● Problem: Reproduce each of the following lines verbatim, without any change.

===== Available records =====

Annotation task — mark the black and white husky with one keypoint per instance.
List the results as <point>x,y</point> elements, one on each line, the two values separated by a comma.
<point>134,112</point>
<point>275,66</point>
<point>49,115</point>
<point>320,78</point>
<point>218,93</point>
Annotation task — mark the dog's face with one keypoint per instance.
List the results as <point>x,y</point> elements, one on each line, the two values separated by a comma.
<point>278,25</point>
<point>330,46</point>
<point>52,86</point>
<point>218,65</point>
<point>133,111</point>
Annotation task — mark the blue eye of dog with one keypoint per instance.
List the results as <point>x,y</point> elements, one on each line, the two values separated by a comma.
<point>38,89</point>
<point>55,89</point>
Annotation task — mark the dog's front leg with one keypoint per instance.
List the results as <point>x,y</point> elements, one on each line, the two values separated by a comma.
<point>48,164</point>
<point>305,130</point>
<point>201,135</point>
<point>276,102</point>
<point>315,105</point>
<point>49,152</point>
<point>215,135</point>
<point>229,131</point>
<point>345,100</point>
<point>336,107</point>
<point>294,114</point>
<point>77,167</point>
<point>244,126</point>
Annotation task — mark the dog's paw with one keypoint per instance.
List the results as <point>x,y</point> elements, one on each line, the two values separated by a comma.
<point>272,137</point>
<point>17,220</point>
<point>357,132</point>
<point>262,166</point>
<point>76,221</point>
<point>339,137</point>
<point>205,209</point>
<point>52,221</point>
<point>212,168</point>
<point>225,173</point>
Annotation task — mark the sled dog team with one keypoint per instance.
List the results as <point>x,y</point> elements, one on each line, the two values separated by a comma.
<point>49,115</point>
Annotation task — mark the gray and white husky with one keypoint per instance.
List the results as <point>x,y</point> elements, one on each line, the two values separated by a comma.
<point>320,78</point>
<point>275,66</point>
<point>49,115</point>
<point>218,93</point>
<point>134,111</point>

=====

● Output:
Annotation task — mark the black and white husky with one keypoint per instance.
List the results as <point>x,y</point> elements, one on each line, the two values separated by a comma.
<point>134,112</point>
<point>275,66</point>
<point>49,115</point>
<point>320,78</point>
<point>218,93</point>
Annotation task — mark the dog's face with one keypoint per instance.
List the results as <point>x,y</point> elements, one on each line, the two values separated by a comma.
<point>278,25</point>
<point>330,46</point>
<point>52,86</point>
<point>218,65</point>
<point>133,111</point>
Annotation task — mark the blue eye of dog with one keypoint per instance.
List the results as <point>x,y</point> elements, one on each line, the two values separated by a comma.
<point>38,89</point>
<point>55,89</point>
Annotation task — mark the dog's front leg with one keypoint per instance.
List the results as <point>x,y</point> elements, one on each line, the two values separated by a comma.
<point>48,164</point>
<point>305,130</point>
<point>201,135</point>
<point>276,102</point>
<point>315,105</point>
<point>49,152</point>
<point>215,135</point>
<point>229,131</point>
<point>345,100</point>
<point>336,107</point>
<point>294,114</point>
<point>77,167</point>
<point>244,126</point>
Annotation task — mark the dog's paw with one keypoint per instance.
List the results as <point>x,y</point> elements, one on each line, the two values separated by a comma.
<point>272,137</point>
<point>17,220</point>
<point>357,132</point>
<point>262,166</point>
<point>76,221</point>
<point>339,137</point>
<point>205,209</point>
<point>52,221</point>
<point>212,168</point>
<point>225,173</point>
Annotation task — mark the sled dog team with one keypoint per instance.
List the results as <point>x,y</point> elements, one on each line, the two values separated by a comma.
<point>49,115</point>
Annotation task — mark the gray and white husky with one keypoint per instance.
List the results as <point>x,y</point> elements, one on each line, the two values separated by a comma.
<point>320,78</point>
<point>275,66</point>
<point>49,115</point>
<point>218,93</point>
<point>134,111</point>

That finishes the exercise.